Quote verbatim the lines of the material below, from the line containing "Mark every instance of the sliding" through the end of the material, inclusive.

# [Entries]
★ ★ ★ ★ ★

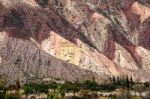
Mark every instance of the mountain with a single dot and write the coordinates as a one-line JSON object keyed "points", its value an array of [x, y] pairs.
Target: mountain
{"points": [[70, 40]]}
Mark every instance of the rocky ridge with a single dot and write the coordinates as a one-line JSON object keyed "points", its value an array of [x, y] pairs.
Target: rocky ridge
{"points": [[74, 40]]}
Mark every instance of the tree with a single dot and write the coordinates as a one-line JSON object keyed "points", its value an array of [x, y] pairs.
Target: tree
{"points": [[17, 84], [27, 89]]}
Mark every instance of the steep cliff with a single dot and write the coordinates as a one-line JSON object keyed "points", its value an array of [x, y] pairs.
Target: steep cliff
{"points": [[74, 39]]}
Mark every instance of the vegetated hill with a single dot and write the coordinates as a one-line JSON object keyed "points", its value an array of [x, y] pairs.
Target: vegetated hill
{"points": [[74, 40]]}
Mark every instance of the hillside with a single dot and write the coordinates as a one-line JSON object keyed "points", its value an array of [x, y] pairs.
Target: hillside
{"points": [[71, 40]]}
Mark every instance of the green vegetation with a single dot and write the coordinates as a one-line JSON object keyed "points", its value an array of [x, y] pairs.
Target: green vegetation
{"points": [[85, 89]]}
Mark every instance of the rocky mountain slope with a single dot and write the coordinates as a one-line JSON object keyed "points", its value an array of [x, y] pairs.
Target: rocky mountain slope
{"points": [[73, 40]]}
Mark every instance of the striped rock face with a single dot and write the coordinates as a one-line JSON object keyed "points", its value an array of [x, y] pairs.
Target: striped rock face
{"points": [[71, 40]]}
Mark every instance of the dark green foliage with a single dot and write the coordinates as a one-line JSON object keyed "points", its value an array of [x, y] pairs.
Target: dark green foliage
{"points": [[27, 88], [40, 87], [52, 85], [17, 84], [147, 84], [42, 3]]}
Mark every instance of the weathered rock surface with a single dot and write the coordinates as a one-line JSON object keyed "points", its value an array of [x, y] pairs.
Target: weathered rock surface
{"points": [[74, 39]]}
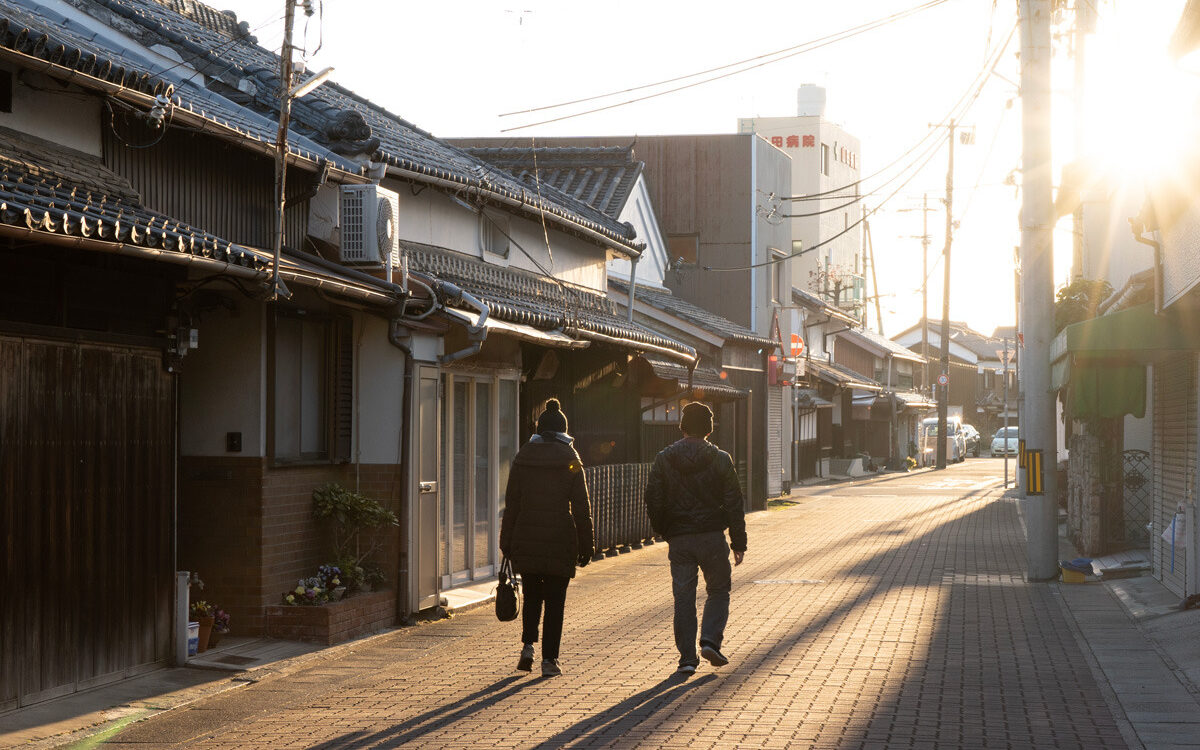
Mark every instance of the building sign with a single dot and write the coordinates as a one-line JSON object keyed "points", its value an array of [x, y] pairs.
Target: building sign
{"points": [[839, 153]]}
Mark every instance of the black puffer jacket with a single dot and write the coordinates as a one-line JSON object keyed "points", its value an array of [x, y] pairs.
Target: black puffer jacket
{"points": [[547, 519], [694, 489]]}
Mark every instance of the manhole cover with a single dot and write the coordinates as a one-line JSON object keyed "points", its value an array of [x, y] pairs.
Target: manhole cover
{"points": [[789, 581]]}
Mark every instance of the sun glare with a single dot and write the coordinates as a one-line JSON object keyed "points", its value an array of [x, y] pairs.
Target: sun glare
{"points": [[1140, 107]]}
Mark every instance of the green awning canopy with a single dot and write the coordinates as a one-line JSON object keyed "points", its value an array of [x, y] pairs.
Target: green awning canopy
{"points": [[1102, 363]]}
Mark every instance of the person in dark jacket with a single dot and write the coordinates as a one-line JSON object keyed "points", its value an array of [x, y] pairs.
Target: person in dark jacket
{"points": [[546, 532], [691, 497]]}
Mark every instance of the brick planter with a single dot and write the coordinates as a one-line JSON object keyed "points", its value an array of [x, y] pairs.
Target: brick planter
{"points": [[335, 622]]}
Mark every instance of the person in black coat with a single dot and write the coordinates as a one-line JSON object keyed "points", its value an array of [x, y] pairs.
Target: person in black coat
{"points": [[546, 532], [691, 497]]}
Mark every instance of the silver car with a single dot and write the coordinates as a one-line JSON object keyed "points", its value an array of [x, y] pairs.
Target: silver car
{"points": [[1005, 442]]}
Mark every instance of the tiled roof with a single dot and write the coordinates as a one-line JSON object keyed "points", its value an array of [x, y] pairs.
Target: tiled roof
{"points": [[250, 73], [601, 177], [35, 30], [520, 297], [815, 303], [702, 378], [697, 316], [47, 189], [844, 377], [885, 343]]}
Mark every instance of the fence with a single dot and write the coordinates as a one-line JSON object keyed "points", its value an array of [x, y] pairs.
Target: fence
{"points": [[618, 513]]}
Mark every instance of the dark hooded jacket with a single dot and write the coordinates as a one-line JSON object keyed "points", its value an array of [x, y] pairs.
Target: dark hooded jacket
{"points": [[694, 489], [547, 519]]}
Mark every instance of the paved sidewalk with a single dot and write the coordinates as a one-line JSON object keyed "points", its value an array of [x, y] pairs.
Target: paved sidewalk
{"points": [[871, 621]]}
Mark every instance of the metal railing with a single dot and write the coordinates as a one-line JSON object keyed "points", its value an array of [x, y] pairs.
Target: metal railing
{"points": [[618, 513]]}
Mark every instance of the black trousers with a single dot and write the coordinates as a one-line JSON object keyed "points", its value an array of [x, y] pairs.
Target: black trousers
{"points": [[550, 591]]}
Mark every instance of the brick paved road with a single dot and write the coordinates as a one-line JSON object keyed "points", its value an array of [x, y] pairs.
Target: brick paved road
{"points": [[888, 615]]}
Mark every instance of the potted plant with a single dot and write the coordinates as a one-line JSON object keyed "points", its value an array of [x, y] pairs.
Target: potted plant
{"points": [[202, 612], [220, 625], [352, 517]]}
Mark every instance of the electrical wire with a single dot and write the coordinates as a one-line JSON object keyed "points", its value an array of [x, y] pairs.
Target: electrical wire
{"points": [[933, 144], [807, 47], [916, 169], [721, 67]]}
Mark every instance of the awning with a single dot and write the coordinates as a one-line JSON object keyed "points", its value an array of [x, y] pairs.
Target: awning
{"points": [[525, 333], [810, 399], [915, 401], [1102, 363], [844, 377], [705, 379]]}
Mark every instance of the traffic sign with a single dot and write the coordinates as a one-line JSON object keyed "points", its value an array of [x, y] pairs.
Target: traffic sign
{"points": [[797, 345]]}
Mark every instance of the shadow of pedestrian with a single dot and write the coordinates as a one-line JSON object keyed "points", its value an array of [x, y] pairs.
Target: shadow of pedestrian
{"points": [[431, 720], [619, 719]]}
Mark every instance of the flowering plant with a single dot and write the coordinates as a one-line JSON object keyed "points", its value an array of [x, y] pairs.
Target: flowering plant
{"points": [[330, 576], [202, 609], [307, 592]]}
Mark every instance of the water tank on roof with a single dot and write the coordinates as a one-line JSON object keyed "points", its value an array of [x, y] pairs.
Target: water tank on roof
{"points": [[810, 101]]}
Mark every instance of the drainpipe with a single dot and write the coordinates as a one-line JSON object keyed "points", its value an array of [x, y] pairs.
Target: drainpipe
{"points": [[633, 282], [406, 466]]}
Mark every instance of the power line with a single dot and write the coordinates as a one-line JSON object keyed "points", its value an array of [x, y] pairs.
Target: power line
{"points": [[721, 67], [979, 77], [916, 169], [805, 47]]}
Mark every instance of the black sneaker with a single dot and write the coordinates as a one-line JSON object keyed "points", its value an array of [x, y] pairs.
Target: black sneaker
{"points": [[526, 663], [714, 657]]}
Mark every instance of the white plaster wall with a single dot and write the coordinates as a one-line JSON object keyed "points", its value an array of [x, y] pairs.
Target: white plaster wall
{"points": [[67, 118], [652, 265], [222, 384], [807, 179], [433, 219]]}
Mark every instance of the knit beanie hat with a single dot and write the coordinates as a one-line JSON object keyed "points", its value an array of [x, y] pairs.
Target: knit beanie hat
{"points": [[552, 419], [697, 420]]}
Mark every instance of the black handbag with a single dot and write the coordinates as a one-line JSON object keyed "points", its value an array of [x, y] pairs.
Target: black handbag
{"points": [[508, 593]]}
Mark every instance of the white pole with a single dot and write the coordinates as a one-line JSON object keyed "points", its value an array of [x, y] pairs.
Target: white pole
{"points": [[1037, 274]]}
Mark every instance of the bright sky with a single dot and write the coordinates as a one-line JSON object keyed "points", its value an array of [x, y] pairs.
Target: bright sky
{"points": [[453, 69]]}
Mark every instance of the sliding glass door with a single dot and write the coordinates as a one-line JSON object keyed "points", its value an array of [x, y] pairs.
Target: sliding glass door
{"points": [[479, 420]]}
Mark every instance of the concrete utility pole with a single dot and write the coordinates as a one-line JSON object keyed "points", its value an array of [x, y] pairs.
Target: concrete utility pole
{"points": [[281, 148], [1037, 282], [943, 394]]}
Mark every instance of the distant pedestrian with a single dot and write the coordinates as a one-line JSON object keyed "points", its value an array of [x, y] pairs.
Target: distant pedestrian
{"points": [[691, 497], [546, 532]]}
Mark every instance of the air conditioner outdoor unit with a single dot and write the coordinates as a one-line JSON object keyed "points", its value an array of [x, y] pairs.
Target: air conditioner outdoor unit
{"points": [[367, 215]]}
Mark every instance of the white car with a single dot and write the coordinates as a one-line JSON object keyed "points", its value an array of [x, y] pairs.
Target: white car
{"points": [[1005, 442], [955, 439]]}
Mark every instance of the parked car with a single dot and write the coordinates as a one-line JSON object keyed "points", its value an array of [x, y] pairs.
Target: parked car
{"points": [[972, 438], [955, 439], [1005, 443]]}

★ ★ ★ ★ ★

# [Response to this task]
Mark every instance of the sliding glass door with a single dot and write the coordinates as a one-line JSON object keyed "points", its value an array of [x, y] pairs.
Target: sliding glass door
{"points": [[479, 420]]}
Mark every instance of the concrete utility pole with a single dot and write the coordinates as a one-line JSON object keyed "points", its value an array of [x, y] pairs.
Target: concrete utility pole
{"points": [[281, 148], [1037, 282], [943, 394]]}
Mark every instance of the distant pedestrian with a single dot and write the coordinates as a one-line JSON object keyed "points", its value an array of [x, y] pairs.
Target: distant pedestrian
{"points": [[691, 497], [546, 532]]}
Mark every instance of the air conditioner outdoor unit with a single dot and write the coordinates as a one-line JSON object keyed "points", its value an array of [x, y] pairs.
Target: air conditioner outdoor unit
{"points": [[367, 215]]}
Mark every instance of the white car with a single dot and write the coordinates as a one-line JSON object keyed "points", its value an array of [x, y] pairs.
Target: white car
{"points": [[1005, 442], [955, 439]]}
Mark every instance of the parked car with a single dot and write the coordinates as a one-line JSON object keyed "points", its value an array of [x, y] pairs.
Target: parked car
{"points": [[972, 438], [955, 439], [1005, 443]]}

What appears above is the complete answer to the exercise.